*What is required*
Rewrite the records from their first line through the line containing "positive clicks: (445, 254) (353, 303)", swapping "rough mask" for "coarse mask" wherever it occurs and changing nothing else. Leave out the picture.

*Extracted entries*
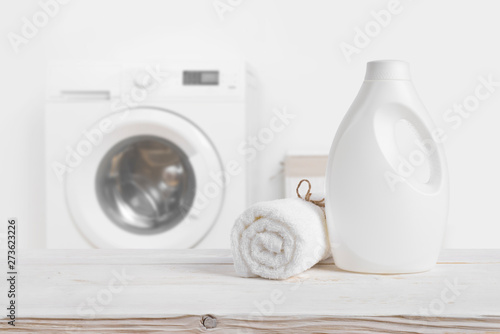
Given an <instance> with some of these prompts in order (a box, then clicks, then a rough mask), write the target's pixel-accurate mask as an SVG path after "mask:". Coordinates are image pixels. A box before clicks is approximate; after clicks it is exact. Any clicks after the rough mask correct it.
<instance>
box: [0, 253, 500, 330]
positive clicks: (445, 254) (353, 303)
mask: <svg viewBox="0 0 500 334" xmlns="http://www.w3.org/2000/svg"><path fill="white" fill-rule="evenodd" d="M18 262H19V265H18V272H19V278H18V286H17V290H18V299H17V307H18V309H17V317H18V318H17V320H16V327H15V330H17V332H26V333H28V332H29V333H33V332H51V333H63V332H64V333H68V332H85V331H88V332H99V333H107V332H110V333H111V332H119V333H135V332H141V333H144V332H158V333H165V332H175V333H181V332H186V333H187V332H190V333H192V332H195V333H196V332H200V333H204V332H217V333H233V332H234V333H247V332H248V333H251V332H266V331H268V330H270V331H272V332H273V333H277V332H283V333H312V332H322V333H364V332H373V331H378V332H383V333H406V332H412V333H414V332H421V333H441V332H443V333H468V332H476V333H477V332H478V331H479V332H485V333H486V332H487V333H491V332H498V333H500V250H443V251H442V253H441V256H440V260H439V264H438V265H437V266H436V267H435V268H434V269H433V270H431V271H428V272H425V273H418V274H404V275H368V274H355V273H350V272H345V271H342V270H340V269H338V268H337V267H336V266H335V265H334V264H333V261H332V260H331V259H330V260H326V261H323V262H321V263H320V264H318V265H316V266H315V267H314V268H312V269H310V270H308V271H306V272H304V273H302V274H300V275H298V276H295V277H293V278H290V279H287V280H282V281H274V280H267V279H262V278H240V277H238V276H237V275H236V273H235V271H234V268H233V265H232V258H231V254H230V252H229V250H36V251H35V250H30V251H28V250H21V251H20V255H19V258H18ZM2 290H6V289H2ZM3 293H4V291H2V294H3ZM3 309H4V310H5V308H3ZM3 313H4V314H5V312H3ZM3 317H5V315H3ZM5 329H11V330H13V329H12V328H11V326H8V325H7V319H6V318H3V319H2V322H1V324H0V330H5Z"/></svg>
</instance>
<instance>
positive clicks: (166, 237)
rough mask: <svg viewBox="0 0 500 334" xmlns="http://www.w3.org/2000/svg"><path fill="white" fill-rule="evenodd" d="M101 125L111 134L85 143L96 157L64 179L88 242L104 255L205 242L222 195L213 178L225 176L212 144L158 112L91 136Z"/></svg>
mask: <svg viewBox="0 0 500 334" xmlns="http://www.w3.org/2000/svg"><path fill="white" fill-rule="evenodd" d="M103 124H104V125H106V128H107V131H106V132H101V133H100V135H99V136H100V137H99V136H95V138H94V139H96V138H98V139H99V140H95V141H94V142H93V143H92V142H91V141H90V140H88V143H85V144H86V146H89V145H91V146H92V151H91V152H90V153H89V154H88V155H87V156H81V157H80V158H81V163H80V164H79V165H78V166H75V167H74V169H73V170H72V171H71V173H69V174H68V177H67V178H66V196H67V203H68V206H69V210H70V212H71V215H72V217H73V220H74V221H75V223H76V224H77V226H78V229H79V230H80V232H81V233H82V234H83V235H84V236H85V238H86V239H87V240H88V241H89V242H90V243H91V244H93V245H94V246H96V247H100V248H189V247H192V246H194V245H196V244H197V243H198V242H199V241H201V240H202V239H203V237H204V236H205V235H206V234H207V233H208V231H209V230H210V228H211V227H212V226H213V224H214V223H215V221H216V219H217V216H218V214H219V212H220V209H221V206H222V199H223V195H224V186H223V185H220V184H219V183H216V182H214V180H212V179H211V177H210V175H221V174H220V173H221V171H222V165H221V162H220V159H219V156H218V154H217V151H216V150H215V148H214V147H213V145H212V143H211V142H210V140H209V139H208V137H207V136H206V135H205V134H204V133H203V132H202V131H201V130H200V129H199V128H198V127H197V126H196V125H195V124H193V123H191V122H190V121H188V120H186V119H185V118H183V117H181V116H179V115H177V114H175V113H173V112H170V111H167V110H159V109H134V110H130V111H125V112H122V113H116V114H112V115H110V116H108V117H106V118H105V119H102V120H99V121H98V122H96V124H95V126H94V127H92V129H94V131H96V130H95V129H100V128H101V127H102V125H103ZM90 138H91V137H90V136H89V138H88V139H90ZM82 140H83V141H85V140H86V139H84V138H82V139H81V141H80V142H79V143H77V144H76V147H78V146H82ZM83 146H85V145H83ZM87 151H89V150H87ZM82 155H83V154H82ZM216 188H219V189H218V190H217V189H216Z"/></svg>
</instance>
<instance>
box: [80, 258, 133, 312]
mask: <svg viewBox="0 0 500 334" xmlns="http://www.w3.org/2000/svg"><path fill="white" fill-rule="evenodd" d="M112 274H113V277H112V278H111V279H110V280H109V281H108V284H107V286H106V287H104V288H102V289H100V290H99V291H98V292H97V293H96V295H95V296H93V297H87V299H86V300H85V301H84V302H81V303H80V305H79V306H78V310H77V313H78V315H79V316H81V317H83V318H90V319H93V318H95V317H96V315H97V314H98V313H100V312H102V311H103V310H104V309H105V307H106V306H107V305H109V304H110V303H111V302H112V301H113V299H114V297H115V295H117V294H120V293H121V292H123V290H124V289H125V287H126V286H128V285H129V284H130V282H131V281H133V280H134V278H135V277H134V276H131V275H128V274H127V273H126V272H125V268H123V269H122V271H121V272H118V271H116V270H113V272H112Z"/></svg>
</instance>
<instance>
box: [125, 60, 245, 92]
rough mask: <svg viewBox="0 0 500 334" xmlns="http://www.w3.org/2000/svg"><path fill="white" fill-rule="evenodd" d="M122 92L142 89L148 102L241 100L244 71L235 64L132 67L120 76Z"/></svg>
mask: <svg viewBox="0 0 500 334" xmlns="http://www.w3.org/2000/svg"><path fill="white" fill-rule="evenodd" d="M123 74H124V75H123V78H122V88H121V89H122V92H130V91H132V90H134V89H135V90H137V89H142V90H146V91H147V97H148V98H149V99H163V98H178V97H179V98H182V97H196V96H198V97H207V98H211V97H213V98H217V97H224V98H226V97H237V98H238V97H240V98H241V97H244V93H245V76H246V67H245V66H244V64H243V65H242V63H241V62H238V63H234V64H232V63H216V64H213V65H212V64H210V63H209V64H207V63H204V64H199V65H198V64H178V63H161V64H134V65H133V66H129V67H127V68H126V69H125V71H124V72H123Z"/></svg>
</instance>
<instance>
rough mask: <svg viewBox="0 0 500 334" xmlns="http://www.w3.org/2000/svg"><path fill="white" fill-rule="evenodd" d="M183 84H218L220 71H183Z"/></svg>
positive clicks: (192, 85)
mask: <svg viewBox="0 0 500 334" xmlns="http://www.w3.org/2000/svg"><path fill="white" fill-rule="evenodd" d="M182 84H183V85H184V86H213V85H215V86H217V85H218V84H219V71H183V72H182Z"/></svg>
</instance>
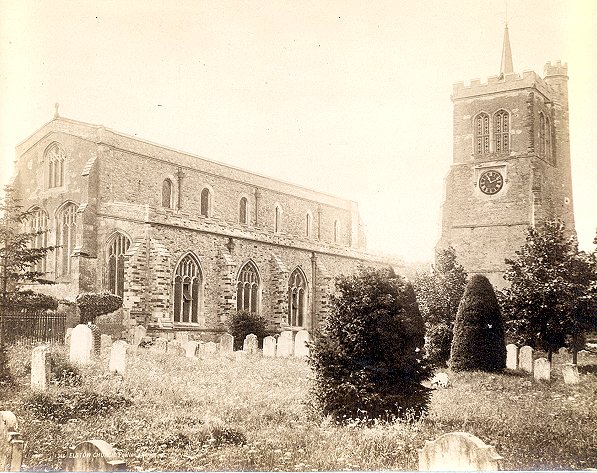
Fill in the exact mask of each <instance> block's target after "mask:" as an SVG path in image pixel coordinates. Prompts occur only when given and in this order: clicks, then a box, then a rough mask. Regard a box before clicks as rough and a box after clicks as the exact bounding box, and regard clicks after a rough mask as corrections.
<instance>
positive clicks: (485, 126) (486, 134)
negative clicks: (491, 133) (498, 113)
mask: <svg viewBox="0 0 597 473" xmlns="http://www.w3.org/2000/svg"><path fill="white" fill-rule="evenodd" d="M488 153H489V115H487V114H486V113H480V114H479V115H477V116H476V117H475V154H478V155H483V154H488Z"/></svg>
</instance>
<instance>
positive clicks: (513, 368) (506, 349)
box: [506, 343, 518, 370]
mask: <svg viewBox="0 0 597 473" xmlns="http://www.w3.org/2000/svg"><path fill="white" fill-rule="evenodd" d="M506 368H508V369H509V370H517V369H518V347H517V346H516V345H514V344H513V343H510V344H508V345H506Z"/></svg>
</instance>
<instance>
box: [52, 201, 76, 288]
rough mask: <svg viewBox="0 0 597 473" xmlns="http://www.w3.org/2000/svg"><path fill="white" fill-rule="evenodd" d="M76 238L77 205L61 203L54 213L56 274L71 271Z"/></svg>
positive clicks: (68, 271) (61, 275) (68, 272)
mask: <svg viewBox="0 0 597 473" xmlns="http://www.w3.org/2000/svg"><path fill="white" fill-rule="evenodd" d="M76 238H77V207H76V205H75V204H73V203H67V204H65V205H63V206H62V207H61V208H60V209H59V210H58V213H57V215H56V246H58V251H56V276H65V275H67V274H70V272H71V255H72V254H73V251H74V250H75V243H76Z"/></svg>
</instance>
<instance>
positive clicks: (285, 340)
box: [276, 330, 293, 357]
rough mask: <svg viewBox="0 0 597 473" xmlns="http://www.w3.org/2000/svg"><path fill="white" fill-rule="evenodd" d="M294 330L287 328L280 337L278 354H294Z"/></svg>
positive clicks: (289, 355) (281, 354)
mask: <svg viewBox="0 0 597 473" xmlns="http://www.w3.org/2000/svg"><path fill="white" fill-rule="evenodd" d="M292 345H293V342H292V332H291V331H290V330H286V331H284V332H282V333H281V334H280V336H279V337H278V345H277V347H276V356H280V357H288V356H290V355H292V348H293V347H292Z"/></svg>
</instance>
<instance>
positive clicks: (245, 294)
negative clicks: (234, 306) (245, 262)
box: [236, 261, 259, 314]
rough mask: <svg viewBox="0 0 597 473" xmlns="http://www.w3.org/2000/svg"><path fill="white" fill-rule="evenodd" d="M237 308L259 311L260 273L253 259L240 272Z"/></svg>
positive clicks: (239, 308) (249, 311) (243, 266)
mask: <svg viewBox="0 0 597 473" xmlns="http://www.w3.org/2000/svg"><path fill="white" fill-rule="evenodd" d="M236 310H239V311H240V310H244V311H246V312H251V313H252V314H258V313H259V273H258V272H257V268H256V267H255V264H254V263H253V262H252V261H248V262H247V263H246V264H245V265H244V266H243V267H242V269H241V270H240V273H239V274H238V279H237V283H236Z"/></svg>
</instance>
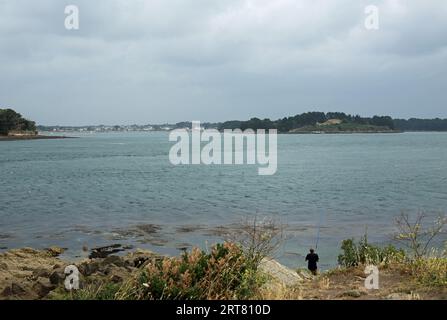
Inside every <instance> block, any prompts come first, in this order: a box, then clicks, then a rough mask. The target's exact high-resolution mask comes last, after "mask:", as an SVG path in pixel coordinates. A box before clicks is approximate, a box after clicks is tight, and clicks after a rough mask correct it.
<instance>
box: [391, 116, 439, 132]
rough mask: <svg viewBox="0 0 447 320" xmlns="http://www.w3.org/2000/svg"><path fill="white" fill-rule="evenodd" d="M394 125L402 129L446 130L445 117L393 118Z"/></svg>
mask: <svg viewBox="0 0 447 320" xmlns="http://www.w3.org/2000/svg"><path fill="white" fill-rule="evenodd" d="M394 125H395V127H396V128H398V129H399V130H402V131H447V119H439V118H436V119H416V118H411V119H408V120H405V119H395V120H394Z"/></svg>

*Result of this task*
Given an <instance> with some of these prompts in order (a box, then clicks, then a coarse mask), write the target's pixel-accurate mask as an SVG path after "mask:". Coordinates are image pixels. A box before clicks is approximate; after clicks it is exact. Any clicks after the coarse mask correct it.
<instance>
box: [0, 253, 500, 330]
positive clicks: (445, 254) (353, 303)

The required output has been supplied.